His meeting with the H. R. Nicholls Society was particularly ironic given that this pompous organisation has a great deal to answer for with respect to the atrocious mishandling of labour market reform. Its embarrassing ineptitude and self-seeking activities has turned it into a standing joke among unions, journalists and lefty academics. (Enterism is just one example of the unions’ justifiable contempt for this mob).
The HRNS tries to pass itself off as an expert on labour markets. Yet this is the same outfit that sold the Liberal Party (Conservative Party to American readers) the outrageous fallacy that it is the number of competing firms that puts a floor under real wages. What we have here is an utter failure to distinguish between competition for labour and the intensity of demand for its services. The following can never be sufficiently stressed: it is the capital-labour ratio that determines the height of real wages — not the number of firms. It’s not as if there is anything new here. In a very remarkable work Mountifort Longfield, an Irish lawyer and economist, made precisely the same point. (Lectures on Political Economy, Richard Milliken and Son 1834, Ch. IX. Also see Samuelson’s Economics, 10th edition, McGraw-Hill 1976, pp. 731-33).
Their second fallacy is just as bad. This one argues that free labour markets generate economic growth. Apparently it never occurred to these great thinkers that free labour markets can go hand-in-hand with falling productivity and declining wage rates. Investment drives productivity which in turn drives up real wages rates. As Paul Krugman — hardly a friend of free markets — said:
History offers no example of a country that experienced long-term productivity growth without a roughly equal rise in real wages. (Paul Krugman, Pop Internationalism, The MIT Press 1997, p. 56).
Why is it that American Democrats like Krugman and Samuelson correctly understand that investment is the real source of productivity while our self-appointed conservative pundits think it comes from free labour markets? Moreover, why have they adamantly refused to use statistical data and a historical perspective to defend the case for labour market deregulation? The answer, I fear, is sheer incompetence married to intellectual grandstanding. Any Liberals who take advice from this lot deserve everything they get — and then some.
The economic illiteracy regarding labour markets is not all one-sided. We have, for example, the case of 151 leftwing academics who published Research Evidence About the Effects of the ‘Work Choices’ Bill: A Submission to the Inquiry into the Workplace Relations Amendment. This lot are so bad they are in danger of making the incompetent H. R. Nicholls Society look good. Wages are prices that are determined by economic laws. Not according to this lot. The following quote sums up the staggering degree of their economic ignorance:
Those on low wages have a high propensity to consume, as a high proportion of their incomes
must be spent on essentials. The reduction in this spending power will have economic effects. P. 14. (Italics added).
What we have here is our old friend the purchasing-power-of-wages fallacy, which is a first cousin to the consumption-drives-economy fallacy. Accordingly, real wages must be maintained if the economy is to be prevented from going into recession. But real wage rates are determined by the supply and demand for labour, with demand consisting of an array of descending marginal values of labour’s output. The result is that market forces always operate to bring the worker’s wage rate into line with the marginal (additional) value of his output, i.e., the market clearing rate. (US economy: the Great Depression and interest rates).

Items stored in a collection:
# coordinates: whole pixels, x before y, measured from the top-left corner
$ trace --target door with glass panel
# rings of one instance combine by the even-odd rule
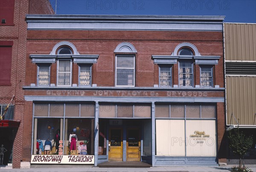
[[[127,129],[126,161],[140,161],[140,139],[138,129]]]
[[[110,129],[108,146],[108,160],[122,161],[122,130],[119,128]]]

§ **THE TASKS**
• A. Please edit the listing by swapping "door with glass panel" for "glazed door" and keeping every other line as it is. Omit the picture from your version.
• B. Continue the text on labour market fallacies from its final paragraph.

§ **EXERCISE RESULTS**
• A.
# coordinates: whole pixels, x before y, measured from the top-left corner
$ trace --target glazed door
# rings of one instance combine by the even-odd rule
[[[127,129],[126,161],[140,161],[140,139],[138,129]]]
[[[110,129],[108,146],[108,160],[122,161],[122,130],[119,128]]]

• B.
If wage rates are forced above this rate then unemployment will emerge. Any attempt to force wages below the market rate will cause labour shortages. As for real wages, I have already stressed that they are the result of capital accumulation. Furthermore, economics explains why the benefits of raising the capital-labour ratio accrue to labour. This is not a new theory. More than 170 years ago Mountifort Longfield explained in some detail how this process operates. (Ibid.) In fact the standard textbook approach is fully in the Longfield tradition.
But let us take a closer look at this idiocy. If a man doubles his son’s pocket money no one would be silly enough to claim that this action raises aggregate demand. One does not need an economics degree to understand that the man’s spending power falls by the amount he now gives his son. Yet these academics argue to the contrary. If we carry their ’reasoning’ to its logical conclusion, all we need do to raise aggregate demand is to put the unemployed on the public payroll and fund their wages through increased taxation. Daft as this undoubtedly sounds it is exactly what these 151 academics are basically proposing. John Stuart Mill was only echoing the economic wisdom of his time when he wrote of this fallacy:
It is not necessary, in the present state of the science, to contest this doctrine in the most flagrantly absurd of its forms or of its applications. The utility of a large government expenditure, for the purpose of encouraging industry, is no longer maintained. Taxes are not now esteemed to be “like the dews of heaven, which return again in prolific showers.” It is no
longer supposed that you benefit the producer by taking his money, provided you give it to him again in exchange for his goods. There is nothing which impresses a person of reflection with a stronger sense of the shallowness of the political reasonings of the last two centuries, than the general reception so long given to a doctrine which, if it proves anything, proves that the more you take from the pockets of the people to spend on your own pleasures, the richer they grow; that the man who steals money out of a shop, provided he expends it all again at the same shop, is a benefactor to the tradesman whom he robs, and that the same operation, repeated sufficiently often, would make the tradesman's fortune. (John Stuart Mill Essays on
Economics and Society, University of Toronto Press 1967, pp.262-3)
Linked to this is the vitally important insight rooted in Say’s Law that the “demand for commodities [consumer goods] is not demand for labour”. (John Stuart Mill Principles of Political Economy, University of Toronto Press 1965, p. 78. Also William H. Hutt’s A Rehabilitation of Say’s Law, Ohio University Press, 1974). To put it simply, these academics have hopelessly confused a transfer of purchasing power with an increase in aggregate purchasing power. This incompetence is every bit as unforgivable as the H. R. Nicholls Society fallacy that it is the number of firms — and not the amount of capital — that puts a floor under wages rates. (At this juncture I think I should point out the obvious fact that two idiocies can never amount to a profound statement).
David Peetz, a Professor Industrial Relations at Griffith University, was one of the signatories and a leading opponent of free labour markets. This brilliant economic analysis appeared on television to give us the Ricardian substitution fallacy, according to which if labour costs fall then more labour will be substituted for capital and so lower real wages. (ABC’s PM, 13 June 2006). This is known as begging the question: It assumes what it is supposed to prove.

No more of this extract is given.